## ITEMS

>>>>>

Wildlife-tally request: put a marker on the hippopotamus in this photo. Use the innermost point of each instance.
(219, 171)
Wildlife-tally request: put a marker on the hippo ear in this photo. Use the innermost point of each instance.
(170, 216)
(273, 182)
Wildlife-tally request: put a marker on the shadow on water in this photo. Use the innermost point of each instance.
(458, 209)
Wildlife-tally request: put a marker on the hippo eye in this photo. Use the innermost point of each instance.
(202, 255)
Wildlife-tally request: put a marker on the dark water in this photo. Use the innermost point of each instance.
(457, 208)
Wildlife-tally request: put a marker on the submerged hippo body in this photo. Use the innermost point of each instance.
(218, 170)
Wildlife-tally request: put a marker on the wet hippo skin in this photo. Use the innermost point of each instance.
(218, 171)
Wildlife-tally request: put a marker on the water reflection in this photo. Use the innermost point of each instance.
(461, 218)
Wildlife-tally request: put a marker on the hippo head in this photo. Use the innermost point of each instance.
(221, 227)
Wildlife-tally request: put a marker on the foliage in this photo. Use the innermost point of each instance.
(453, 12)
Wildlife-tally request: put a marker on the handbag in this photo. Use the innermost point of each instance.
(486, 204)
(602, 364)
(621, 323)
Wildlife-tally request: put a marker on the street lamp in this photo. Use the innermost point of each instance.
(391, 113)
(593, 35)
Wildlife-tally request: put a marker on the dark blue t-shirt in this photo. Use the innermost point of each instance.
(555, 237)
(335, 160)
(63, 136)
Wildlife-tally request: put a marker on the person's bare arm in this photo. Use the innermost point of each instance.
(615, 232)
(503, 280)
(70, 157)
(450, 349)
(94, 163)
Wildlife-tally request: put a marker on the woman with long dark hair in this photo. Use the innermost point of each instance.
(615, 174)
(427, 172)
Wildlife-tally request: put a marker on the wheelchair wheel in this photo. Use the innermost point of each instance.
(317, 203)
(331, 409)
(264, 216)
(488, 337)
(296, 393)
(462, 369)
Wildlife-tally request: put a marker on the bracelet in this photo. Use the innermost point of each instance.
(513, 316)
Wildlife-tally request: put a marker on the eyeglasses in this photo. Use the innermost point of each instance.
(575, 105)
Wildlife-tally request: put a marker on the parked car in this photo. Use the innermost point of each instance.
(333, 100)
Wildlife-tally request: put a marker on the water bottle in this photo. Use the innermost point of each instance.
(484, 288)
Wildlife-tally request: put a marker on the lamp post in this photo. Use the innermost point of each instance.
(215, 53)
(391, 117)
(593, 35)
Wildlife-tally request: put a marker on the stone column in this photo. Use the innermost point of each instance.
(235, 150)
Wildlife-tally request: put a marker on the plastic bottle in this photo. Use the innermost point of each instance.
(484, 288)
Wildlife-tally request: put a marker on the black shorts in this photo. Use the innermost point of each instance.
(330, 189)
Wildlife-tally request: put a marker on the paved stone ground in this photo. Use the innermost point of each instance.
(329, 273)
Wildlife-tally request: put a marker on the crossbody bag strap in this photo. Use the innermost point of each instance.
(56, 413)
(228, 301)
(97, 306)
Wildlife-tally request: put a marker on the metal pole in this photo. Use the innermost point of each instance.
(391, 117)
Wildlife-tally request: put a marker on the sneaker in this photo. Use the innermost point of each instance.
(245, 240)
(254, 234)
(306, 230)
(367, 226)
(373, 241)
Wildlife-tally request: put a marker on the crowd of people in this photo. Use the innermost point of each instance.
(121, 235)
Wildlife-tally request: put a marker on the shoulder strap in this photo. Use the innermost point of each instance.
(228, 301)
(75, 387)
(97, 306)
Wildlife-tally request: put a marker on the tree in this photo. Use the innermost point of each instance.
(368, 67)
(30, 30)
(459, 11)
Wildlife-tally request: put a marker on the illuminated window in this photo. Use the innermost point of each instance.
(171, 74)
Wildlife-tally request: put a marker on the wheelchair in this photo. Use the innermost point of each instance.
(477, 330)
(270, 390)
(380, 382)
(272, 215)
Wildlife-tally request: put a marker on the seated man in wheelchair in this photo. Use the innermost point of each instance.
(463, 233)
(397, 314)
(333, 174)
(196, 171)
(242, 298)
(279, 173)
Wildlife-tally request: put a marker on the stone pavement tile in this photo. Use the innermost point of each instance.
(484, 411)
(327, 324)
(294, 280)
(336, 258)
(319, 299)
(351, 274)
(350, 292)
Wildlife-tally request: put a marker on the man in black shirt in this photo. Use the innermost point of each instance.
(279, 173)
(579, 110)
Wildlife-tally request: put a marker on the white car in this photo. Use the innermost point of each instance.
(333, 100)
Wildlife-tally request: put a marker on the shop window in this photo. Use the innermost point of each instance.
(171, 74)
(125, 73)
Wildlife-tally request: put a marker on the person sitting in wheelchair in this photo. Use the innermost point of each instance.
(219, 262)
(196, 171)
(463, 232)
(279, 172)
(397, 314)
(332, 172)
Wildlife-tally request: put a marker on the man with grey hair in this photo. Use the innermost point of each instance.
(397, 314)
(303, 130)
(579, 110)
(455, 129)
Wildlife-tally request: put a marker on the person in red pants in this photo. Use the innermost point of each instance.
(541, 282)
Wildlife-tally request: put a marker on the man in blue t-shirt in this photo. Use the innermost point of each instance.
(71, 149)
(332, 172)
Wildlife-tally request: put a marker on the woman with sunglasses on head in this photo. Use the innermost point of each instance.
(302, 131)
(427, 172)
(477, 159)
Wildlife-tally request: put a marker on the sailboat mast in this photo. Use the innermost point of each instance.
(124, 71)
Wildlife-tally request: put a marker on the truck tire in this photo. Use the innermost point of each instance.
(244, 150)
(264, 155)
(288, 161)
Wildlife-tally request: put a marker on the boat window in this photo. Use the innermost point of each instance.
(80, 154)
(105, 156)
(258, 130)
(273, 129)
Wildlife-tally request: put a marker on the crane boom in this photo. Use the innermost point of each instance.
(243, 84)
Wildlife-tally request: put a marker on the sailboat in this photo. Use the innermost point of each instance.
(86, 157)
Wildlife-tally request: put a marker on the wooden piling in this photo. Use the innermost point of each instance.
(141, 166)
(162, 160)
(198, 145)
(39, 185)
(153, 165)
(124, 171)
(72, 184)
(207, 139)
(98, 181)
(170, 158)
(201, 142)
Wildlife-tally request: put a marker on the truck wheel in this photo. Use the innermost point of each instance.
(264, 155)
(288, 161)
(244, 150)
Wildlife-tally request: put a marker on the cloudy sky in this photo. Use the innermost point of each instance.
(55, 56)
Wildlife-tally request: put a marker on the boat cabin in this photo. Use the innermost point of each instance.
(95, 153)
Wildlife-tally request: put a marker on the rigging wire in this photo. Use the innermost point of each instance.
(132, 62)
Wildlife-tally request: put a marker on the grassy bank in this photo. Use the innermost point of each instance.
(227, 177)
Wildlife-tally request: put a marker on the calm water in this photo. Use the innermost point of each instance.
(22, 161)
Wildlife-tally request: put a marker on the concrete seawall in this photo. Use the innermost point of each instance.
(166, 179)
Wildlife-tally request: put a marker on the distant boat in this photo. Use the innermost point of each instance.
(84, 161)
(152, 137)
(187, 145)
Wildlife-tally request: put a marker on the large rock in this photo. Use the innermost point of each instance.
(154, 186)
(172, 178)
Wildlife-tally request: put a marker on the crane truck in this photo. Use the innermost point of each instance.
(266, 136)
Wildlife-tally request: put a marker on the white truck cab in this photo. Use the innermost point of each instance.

<<<<<

## STATED TASK
Render every row above as a Markdown table with the columns Number and Entry, giving each line its own numbered table row and leaving out blank lines.

## RESULT OF THIS TASK
| Number | Entry |
|---|---|
| 1 | Wildlife-tally request: put a marker on the hippopotamus in this photo. Use the innermost point of each instance. |
| 2 | (219, 171) |
| 3 | Wildlife-tally request: put a marker on the hippo ear in this photo. Use the innermost point of each instance. |
| 4 | (170, 216) |
| 5 | (273, 182) |
| 6 | Wildlife-tally request: put a marker on the shadow on water in this photo. Use the innermost point of each instance. |
| 7 | (458, 209) |
| 8 | Wildlife-tally request: put a marker on the hippo eye in this photo. Use the innermost point of each instance. |
| 9 | (202, 255) |
| 10 | Wildlife-tally request: put a marker on the dark water in this photo. Use the innermost point of each instance. |
| 11 | (457, 208) |
| 12 | Wildlife-tally request: put a marker on the submerged hippo body in this photo. Use the innermost point of each instance. |
| 13 | (218, 170) |
| 14 | Wildlife-tally request: put a marker on the wet hippo skin in this photo. Use the innermost point of each instance. |
| 15 | (218, 171) |
| 16 | Wildlife-tally request: put a marker on the water reflection in this photo. Use the innermost point of each instance. |
| 17 | (461, 218) |
| 18 | Wildlife-tally request: put a marker on the hippo head in this photo. Use the innermost point of each instance. |
| 19 | (221, 227) |
| 20 | Wildlife-tally request: put a marker on the foliage in this photo. Use the innermost point of each instance. |
| 21 | (453, 12) |
| 22 | Wildlife-tally request: put a marker on the handbag in this photo. Use the innermost point of each instance. |
| 23 | (486, 204) |
| 24 | (602, 364) |
| 25 | (621, 323) |
| 26 | Wildlife-tally request: put a marker on the street lamp in this photo. Use the innermost point of each instance. |
| 27 | (391, 113) |
| 28 | (593, 35) |
| 29 | Wildlife-tally request: put a marker on the dark blue t-shirt in this photo. Use the innermost point of each instance. |
| 30 | (555, 237) |
| 31 | (335, 160) |
| 32 | (63, 136) |
| 33 | Wildlife-tally request: put a marker on the person's bare arm in this photo. Use the innermost point of each instance. |
| 34 | (615, 232) |
| 35 | (503, 280) |
| 36 | (70, 157) |
| 37 | (450, 349) |
| 38 | (94, 163) |
| 39 | Wildlife-tally request: put a marker on the woman with long dark hair in this photo. Use the innermost point of each instance. |
| 40 | (615, 174) |
| 41 | (427, 172) |
| 42 | Wildlife-tally request: put a marker on the wheelchair wheel in this photo. Use the innermost point of each instance. |
| 43 | (317, 203) |
| 44 | (331, 409) |
| 45 | (264, 216) |
| 46 | (488, 337) |
| 47 | (296, 393) |
| 48 | (462, 369) |
| 49 | Wildlife-tally request: put a marker on the bracelet in this photo. Use the innermost point of each instance. |
| 50 | (513, 316) |
| 51 | Wildlife-tally request: put a marker on the eyeglasses in this photo. Use the innermost point of each instance. |
| 52 | (575, 105) |
| 53 | Wildlife-tally request: put a marker on the parked car in this photo. Use the innermost point of each instance. |
| 54 | (333, 100) |
| 55 | Wildlife-tally request: put a marker on the water bottle in this photo. Use the innermost point of each instance. |
| 56 | (484, 288) |
| 57 | Wildlife-tally request: put a marker on the lamp post in this photo. Use the innermost point of each instance. |
| 58 | (215, 53) |
| 59 | (391, 117) |
| 60 | (593, 35) |
| 61 | Wildlife-tally request: put a marker on the stone column in this photo. Use the innermost point of each instance. |
| 62 | (235, 150) |
| 63 | Wildlife-tally request: put a marker on the plastic bottle in this photo. Use the innermost point of each instance. |
| 64 | (484, 288) |
| 65 | Wildlife-tally request: put a marker on the black shorts in this photo. Use the innermost point of each instance. |
| 66 | (330, 189) |
| 67 | Wildlife-tally request: put a marker on the paved stone ground in this photo. Use the innermost point of each instance. |
| 68 | (329, 273) |
| 69 | Wildlife-tally request: put a marker on the crossbody bag strap in this photo. Use the innermost point of each instance. |
| 70 | (56, 413) |
| 71 | (228, 301) |
| 72 | (97, 306) |
| 73 | Wildlife-tally request: put a marker on the metal pole in this photo. Use the innermost point of each instance. |
| 74 | (391, 117) |
| 75 | Wildlife-tally request: put a marker on the sneaker in this photo. Use the innermost point of each instance. |
| 76 | (245, 240) |
| 77 | (254, 234) |
| 78 | (306, 230) |
| 79 | (367, 226) |
| 80 | (373, 241) |
| 81 | Wildlife-tally request: put a marker on the crowd of people in this photo. Use the innermost point of each instance. |
| 82 | (121, 235) |
| 83 | Wildlife-tally request: put a marker on the shoulder strap in this photo. Use the innermost point of each instance. |
| 84 | (228, 301) |
| 85 | (75, 387) |
| 86 | (97, 306) |
| 87 | Wildlife-tally request: put a marker on the tree in this photo. Use the innermost point of each instance. |
| 88 | (368, 67) |
| 89 | (30, 30) |
| 90 | (459, 11) |
| 91 | Wildlife-tally request: put a marker on the illuminated window in this photo. Use the innermost point of each instance. |
| 92 | (171, 74) |
| 93 | Wildlife-tally request: put a marker on the wheelchair in this photo. Use the innermost point of each instance. |
| 94 | (477, 330) |
| 95 | (270, 390) |
| 96 | (380, 382) |
| 97 | (272, 215) |
| 98 | Wildlife-tally request: put a marker on the seated man in wheelchair in this photo. Use the innermost point of each instance. |
| 99 | (463, 233) |
| 100 | (397, 314) |
| 101 | (333, 174) |
| 102 | (196, 171) |
| 103 | (242, 298) |
| 104 | (279, 173) |
| 105 | Wildlife-tally request: put a marker on the stone pavement tile in this photo. Use the innermost point of each instance. |
| 106 | (484, 411) |
| 107 | (327, 324) |
| 108 | (294, 280) |
| 109 | (336, 258) |
| 110 | (319, 299) |
| 111 | (351, 274) |
| 112 | (350, 292) |
| 113 | Wildlife-tally request: put a marker on the man in black shirt in this photo. Use the innermost point of each instance. |
| 114 | (279, 173) |
| 115 | (579, 110) |
| 116 | Wildlife-tally request: put a marker on the white car in this photo. Use the innermost point of each instance. |
| 117 | (333, 100) |
| 118 | Wildlife-tally request: put a marker on the shop window in this photo. Use the innermost point of each instance. |
| 119 | (171, 74) |
| 120 | (125, 73) |
| 121 | Wildlife-tally request: put a marker on the person sitting in wheelchair in this photo. Use the innermost point of each instance. |
| 122 | (219, 262) |
| 123 | (196, 171) |
| 124 | (463, 232) |
| 125 | (279, 172) |
| 126 | (397, 314) |
| 127 | (332, 172) |
| 128 | Wildlife-tally request: put a marker on the man with grey hair in this photo. Use the innermost point of each instance. |
| 129 | (397, 314) |
| 130 | (303, 130) |
| 131 | (579, 110) |
| 132 | (455, 129) |
| 133 | Wildlife-tally request: put a marker on the person in red pants in this photo. Use the innermost point of each instance. |
| 134 | (541, 282) |
| 135 | Wildlife-tally request: put a marker on the man in blue t-shirt in this photo. Use the innermost point of each instance. |
| 136 | (71, 149) |
| 137 | (332, 172) |
| 138 | Wildlife-tally request: put a marker on the woman with sunglasses on head in this photo. Use the innermost point of each instance. |
| 139 | (302, 131) |
| 140 | (427, 172) |
| 141 | (477, 159) |
| 142 | Wildlife-tally request: put a marker on the sailboat mast in this photo. Use the innermost point of each instance. |
| 143 | (124, 71) |
| 144 | Wildlife-tally request: put a marker on the truck tire in this photo. Use the innermost point of each instance. |
| 145 | (244, 150) |
| 146 | (264, 155) |
| 147 | (288, 161) |
| 148 | Wildlife-tally request: put a marker on the boat window in this photo. Use the innermost point of each instance. |
| 149 | (80, 154) |
| 150 | (105, 156) |
| 151 | (258, 130) |
| 152 | (273, 129) |
| 153 | Wildlife-tally request: put a marker on the crane boom in this photo. Use the innermost point of each instance. |
| 154 | (243, 84) |
| 155 | Wildlife-tally request: put a marker on the sailboat in this photo. Use the innermost point of each instance. |
| 156 | (86, 157) |
| 157 | Wildlife-tally request: put a marker on the wooden piling in this photo. Use the innermost point of each instance. |
| 158 | (141, 166) |
| 159 | (162, 160) |
| 160 | (198, 145) |
| 161 | (39, 185) |
| 162 | (153, 165) |
| 163 | (124, 171) |
| 164 | (72, 184) |
| 165 | (207, 139) |
| 166 | (98, 181) |
| 167 | (170, 158) |
| 168 | (201, 142) |
| 169 | Wildlife-tally request: put a marker on the truck wheel in this photo. Use the innermost point of each instance. |
| 170 | (264, 155) |
| 171 | (288, 161) |
| 172 | (244, 150) |
| 173 | Wildlife-tally request: put a marker on the cloudy sky in this photo. Use the innermost point of each instance. |
| 174 | (55, 56) |
| 175 | Wildlife-tally request: put a marker on the boat cabin in this photo. Use the innermost point of each instance. |
| 176 | (95, 153) |
| 177 | Wildlife-tally request: put a marker on the rigging wire in this photo. Use the innermost point of each instance. |
| 178 | (132, 62) |
| 179 | Wildlife-tally request: put a marker on the grassy bank in this photo. Use the innermost point of each instance. |
| 180 | (227, 177) |
| 181 | Wildlife-tally request: put a marker on the calm water in this photo. Use the innermost point of each instance. |
| 182 | (22, 161) |
| 183 | Wildlife-tally request: put a marker on the concrete seawall in this photo. Use the innermost point of each instance. |
| 184 | (166, 179) |
| 185 | Wildlife-tally request: put a marker on the distant boat in this photo. Use the innermost point of each instance. |
| 186 | (84, 161) |
| 187 | (152, 137) |
| 188 | (187, 145) |
| 189 | Wildlife-tally request: put a marker on the large rock in this photo. Use the innermost point of each instance. |
| 190 | (154, 186) |
| 191 | (172, 178) |
| 192 | Wildlife-tally request: put a marker on the crane truck in this photo. Use the innermost point of each instance. |
| 193 | (266, 136) |
| 194 | Wildlife-tally request: put a marker on the white truck cab in this photo. Use the innermost point of each instance. |